| Work instructions |
(1) Answer these questions from the autism blog text:
(a) What three things did the autistic woman like to say when she was in a good mood?
(b) Which organization did the cashier ask about a contribution to?
(c) In what year, according to the text, were directors of that organization still resigning over its stance on vaccines?
(2) Carry the autism blog text forward from its final sentence, in the same voice.

| Selected text |
-- Opening Marker --
All the "thank you verr much pleez, yr verr nice person" stuff -- that's autism too. (Was Gertrude Stain autistic?) I knew an autistic woman who, when she was in a good mood, liked to say things like "Lay down lay down lay down" and "Very well-paved" and "Kiss my Play-Do head!" and then she would bow her head so you could kiss her on the top of her head if you were so inclined. It was very sweet. At the moment I don't really know how to explain why some of us sometimes do things like that, and spinning and rocking wringing our hands and so forth and so on. Yes, it's all called "self-stimming" and you can look up the standard descriptions and explanations of it. But do those explanations explain anything? I don't really know. I can't point to objective benefits of this sort of thing, whether you choose to call it self-stimming or not, comparable to those of Einstein's and Grandin's work. But on the other hand it certainly does no one any harm, and if it comes along with extraordinary abilities, why should we hide it? (Thinking of the mutants from the X-Men stories again, sometimes hiding things like blue skin and hair, and sometimes refusing to hide.) The point I'm struggling here to express is something along the lines of: do we even need to explain unusual behavior which stems from our autism, if it makes sense to us and if it's harmless?

Consider this: lots and lots of things which the neurologically-typical majority of people do on an everyday basis, without thinking of it as bizarre, seems bizarre to us, and generally speaking, we just accept it. We don't bother you about it or shun you for it.

Over and over in this blog I have pled for people to consider that just possibly there's not a thing wrong with us. So please, please consider that possibility. Thank yu verr much pleez, yr verr nice person!

Thursday, April 16, 2015

ASAN: An Autism Advocacy Group Actually Run By Autistic People

The nice lady at the cash register asked if I wanted to contribute to Autism Speaks. I replied by saying what many nice autistic people say when nice people ask if they want to contribute to Autism Speaks: "Uhhhh... Oh... Ahhhh..." After a moment I got a grip and said, in what I hope was a nice and friendly way, that I was autistic, and that I didn't support that organization, nor did one single other autistic person whom I know personally, and that I've heard the opinions of a great many autistic people on this.

Autism Speaks has been one of the major sources of the thoroughly-discredited belief that vaccines cause autism. As late as 2009, directors of Autism Speaks resigned because the organization refused to acknowledge the overwhelming scientific consensus that there is no link between vaccination and autism.
-- Closing Marker --
| Extracted data |
-- Opening Marker --
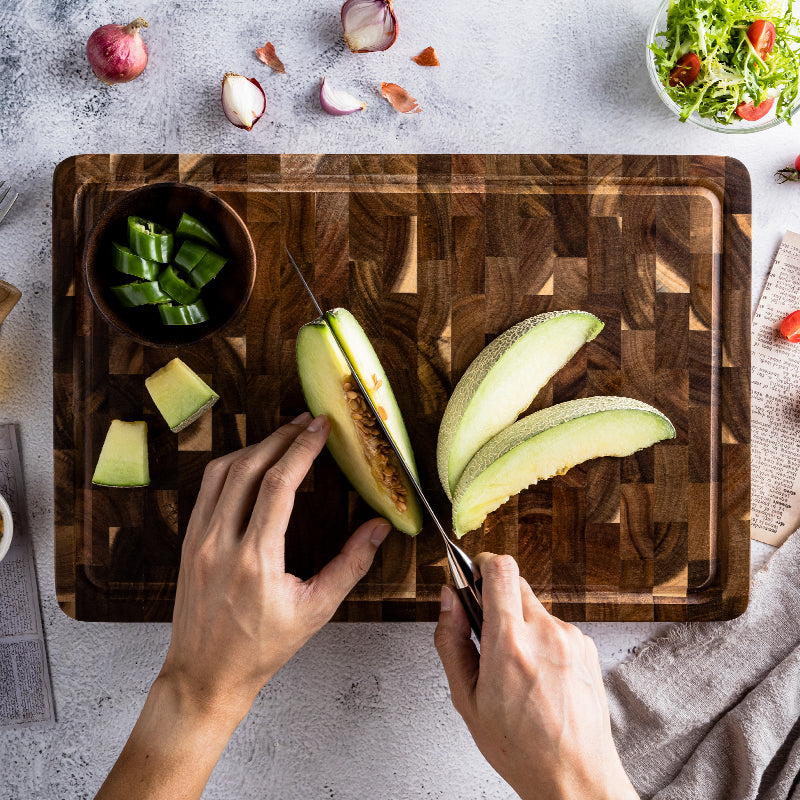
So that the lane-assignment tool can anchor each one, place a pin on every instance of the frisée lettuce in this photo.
(731, 73)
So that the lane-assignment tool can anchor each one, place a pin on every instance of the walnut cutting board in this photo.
(436, 255)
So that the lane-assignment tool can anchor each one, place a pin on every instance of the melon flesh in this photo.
(502, 382)
(549, 443)
(323, 374)
(123, 460)
(180, 394)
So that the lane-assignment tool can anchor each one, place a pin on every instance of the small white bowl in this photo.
(8, 527)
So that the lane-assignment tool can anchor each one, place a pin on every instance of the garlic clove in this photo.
(400, 99)
(243, 100)
(427, 58)
(369, 25)
(268, 55)
(337, 101)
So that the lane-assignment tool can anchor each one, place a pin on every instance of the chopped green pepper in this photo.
(189, 255)
(176, 287)
(140, 294)
(194, 229)
(150, 240)
(184, 315)
(210, 264)
(128, 262)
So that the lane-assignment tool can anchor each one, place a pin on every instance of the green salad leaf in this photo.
(732, 72)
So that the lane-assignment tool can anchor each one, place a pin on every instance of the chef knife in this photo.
(465, 574)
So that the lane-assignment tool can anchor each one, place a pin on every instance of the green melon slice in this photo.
(180, 394)
(123, 458)
(361, 453)
(502, 382)
(549, 443)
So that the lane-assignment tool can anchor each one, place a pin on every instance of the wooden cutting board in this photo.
(436, 255)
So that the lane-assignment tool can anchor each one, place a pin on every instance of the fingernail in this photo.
(379, 533)
(317, 423)
(447, 599)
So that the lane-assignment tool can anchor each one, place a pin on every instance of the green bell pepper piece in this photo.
(192, 314)
(140, 294)
(192, 228)
(128, 262)
(189, 255)
(150, 240)
(210, 264)
(176, 287)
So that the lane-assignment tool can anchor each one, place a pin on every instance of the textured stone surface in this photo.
(363, 710)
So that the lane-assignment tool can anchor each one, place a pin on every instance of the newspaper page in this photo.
(775, 416)
(26, 695)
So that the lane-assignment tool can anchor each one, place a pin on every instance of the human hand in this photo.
(534, 699)
(239, 617)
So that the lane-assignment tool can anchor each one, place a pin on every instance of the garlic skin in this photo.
(338, 102)
(243, 100)
(369, 26)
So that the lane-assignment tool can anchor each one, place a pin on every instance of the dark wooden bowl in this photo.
(225, 297)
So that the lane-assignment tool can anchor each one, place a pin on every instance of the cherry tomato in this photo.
(751, 112)
(685, 71)
(790, 327)
(762, 36)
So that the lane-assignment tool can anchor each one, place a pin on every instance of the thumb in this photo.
(337, 578)
(456, 650)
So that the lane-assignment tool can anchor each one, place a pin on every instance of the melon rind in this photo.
(123, 460)
(508, 463)
(465, 428)
(322, 370)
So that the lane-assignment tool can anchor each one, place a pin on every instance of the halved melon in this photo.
(180, 394)
(502, 382)
(123, 459)
(355, 441)
(549, 443)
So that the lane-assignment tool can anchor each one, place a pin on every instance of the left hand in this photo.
(239, 616)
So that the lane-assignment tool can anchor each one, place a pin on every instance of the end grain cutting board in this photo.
(436, 255)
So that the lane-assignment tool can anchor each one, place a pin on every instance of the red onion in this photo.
(338, 102)
(243, 100)
(369, 25)
(117, 53)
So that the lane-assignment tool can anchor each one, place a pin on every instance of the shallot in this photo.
(117, 53)
(337, 101)
(369, 25)
(243, 100)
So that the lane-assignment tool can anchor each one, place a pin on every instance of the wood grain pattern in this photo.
(436, 255)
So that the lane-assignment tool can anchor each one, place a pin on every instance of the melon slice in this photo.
(355, 442)
(123, 458)
(503, 381)
(180, 394)
(549, 443)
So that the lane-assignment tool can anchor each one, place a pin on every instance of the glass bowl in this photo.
(740, 126)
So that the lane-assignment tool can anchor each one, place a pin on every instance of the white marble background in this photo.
(363, 710)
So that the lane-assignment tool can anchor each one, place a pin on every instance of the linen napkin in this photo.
(712, 711)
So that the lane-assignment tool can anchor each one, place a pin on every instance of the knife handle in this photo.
(470, 597)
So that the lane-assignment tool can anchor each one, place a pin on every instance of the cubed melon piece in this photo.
(180, 394)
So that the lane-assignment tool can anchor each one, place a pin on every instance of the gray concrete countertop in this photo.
(363, 710)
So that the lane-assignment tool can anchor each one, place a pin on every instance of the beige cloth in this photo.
(712, 711)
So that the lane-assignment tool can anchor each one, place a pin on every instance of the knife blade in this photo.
(466, 575)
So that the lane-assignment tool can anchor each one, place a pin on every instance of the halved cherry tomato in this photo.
(685, 71)
(790, 327)
(752, 112)
(762, 36)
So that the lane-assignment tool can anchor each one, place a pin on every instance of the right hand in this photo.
(534, 699)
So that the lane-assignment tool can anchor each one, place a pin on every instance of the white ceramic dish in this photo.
(8, 527)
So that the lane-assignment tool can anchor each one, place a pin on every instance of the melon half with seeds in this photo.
(355, 440)
(549, 443)
(503, 381)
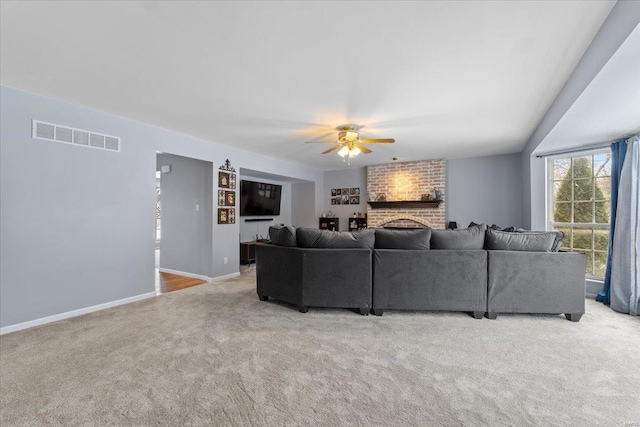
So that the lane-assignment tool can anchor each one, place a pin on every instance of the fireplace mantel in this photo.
(407, 204)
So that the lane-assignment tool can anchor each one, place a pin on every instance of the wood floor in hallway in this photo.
(172, 282)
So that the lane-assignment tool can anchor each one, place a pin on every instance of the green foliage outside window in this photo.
(581, 195)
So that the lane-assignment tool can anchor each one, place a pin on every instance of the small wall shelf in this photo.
(407, 204)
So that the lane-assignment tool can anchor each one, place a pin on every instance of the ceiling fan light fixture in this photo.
(350, 152)
(348, 135)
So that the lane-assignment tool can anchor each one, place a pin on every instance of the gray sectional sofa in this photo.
(474, 270)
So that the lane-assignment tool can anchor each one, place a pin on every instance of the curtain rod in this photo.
(579, 149)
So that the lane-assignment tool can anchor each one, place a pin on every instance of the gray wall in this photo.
(485, 190)
(622, 20)
(186, 215)
(302, 205)
(248, 230)
(344, 178)
(77, 224)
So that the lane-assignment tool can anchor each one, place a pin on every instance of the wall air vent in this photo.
(68, 135)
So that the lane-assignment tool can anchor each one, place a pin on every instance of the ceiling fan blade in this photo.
(378, 141)
(335, 147)
(362, 148)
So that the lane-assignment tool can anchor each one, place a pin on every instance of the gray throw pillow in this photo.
(467, 238)
(557, 244)
(403, 239)
(525, 241)
(282, 236)
(314, 238)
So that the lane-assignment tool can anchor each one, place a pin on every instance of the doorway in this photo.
(183, 220)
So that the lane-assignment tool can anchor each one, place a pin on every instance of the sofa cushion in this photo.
(403, 239)
(468, 238)
(282, 236)
(314, 238)
(525, 241)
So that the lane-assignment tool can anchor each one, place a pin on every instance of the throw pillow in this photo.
(468, 238)
(526, 241)
(314, 238)
(282, 236)
(403, 239)
(558, 239)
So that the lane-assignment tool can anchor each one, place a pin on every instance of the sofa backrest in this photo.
(414, 239)
(468, 238)
(314, 238)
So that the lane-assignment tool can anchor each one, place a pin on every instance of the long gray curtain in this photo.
(625, 257)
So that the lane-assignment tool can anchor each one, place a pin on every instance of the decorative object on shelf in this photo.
(405, 204)
(345, 196)
(226, 166)
(223, 180)
(226, 180)
(357, 224)
(230, 198)
(223, 216)
(329, 223)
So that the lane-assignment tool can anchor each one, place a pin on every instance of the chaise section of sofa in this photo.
(536, 282)
(443, 280)
(323, 276)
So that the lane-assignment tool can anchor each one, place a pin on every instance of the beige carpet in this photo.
(215, 355)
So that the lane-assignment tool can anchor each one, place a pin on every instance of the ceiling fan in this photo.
(349, 143)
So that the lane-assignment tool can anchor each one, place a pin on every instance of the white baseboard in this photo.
(73, 313)
(185, 274)
(225, 277)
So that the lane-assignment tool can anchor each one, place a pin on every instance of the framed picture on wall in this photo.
(223, 216)
(224, 180)
(229, 198)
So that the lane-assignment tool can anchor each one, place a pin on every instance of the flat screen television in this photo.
(259, 198)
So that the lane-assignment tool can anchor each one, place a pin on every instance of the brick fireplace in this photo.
(407, 181)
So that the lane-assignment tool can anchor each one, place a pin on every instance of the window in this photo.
(580, 193)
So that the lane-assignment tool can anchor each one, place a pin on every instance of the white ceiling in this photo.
(445, 79)
(609, 108)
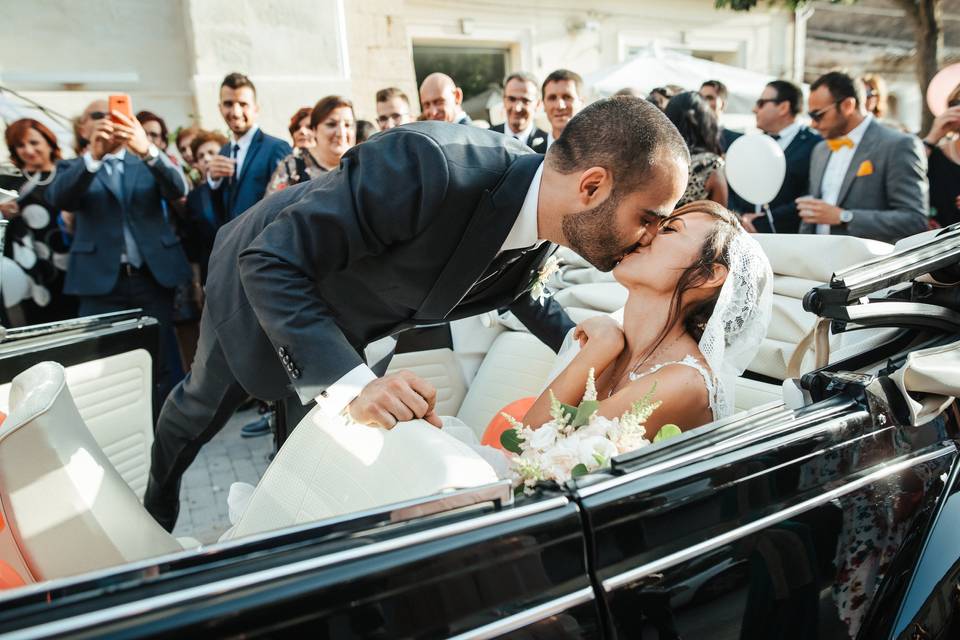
-- Closing Marker --
| Answer section |
(1)
(a) "Lay down lay down lay down," "Very well-paved," and "Kiss my Play-Do head!"
(b) Autism Speaks.
(c) 2009.

(2)
Ironically, in view of its name, no members of the board of directors of Autism Speaks is autistic. This organization is not, as its name implies, autistic people speaking for themselves -- it's other people speaking for autistics, and getting a lot of things wrong.

Autism Speaks takes the positions that autism is a disease, and they are looking for a cure. I take the position that greater understanding will be of great benefit both to autistics and to those near to us -- greater understanding of autism on the part of the neurologically-typical, and vice-versa as well: greater understanding of the neurologically-typical on our part.

ASAN (Austistic Self Advocacy Network) is -- well, I can't improve upon the description on their webiste -- "a 501(c)(3) nonprofit organization run by and for Autistic people. ASAN was created to serve as a national grassroots disability rights organization for the Autistic community, and does so by advocating for systems change and ensuring that the voices of Autistic people are heard in policy debates and the halls of power while working to educate communities and improve public perceptions of autism. ASAN’s members and supporters include Autistic adults and youth, cross-disability advocates, and non-autistic family members, professionals, educators and friends."

The next time Autism Speaks asks for your support -- and they seem to be everywhere these days -- please, look into ASAN instead.

And if you're still wondering just what exactly autism is -- again, I can't improve on ASAN. This page describes our condition very well.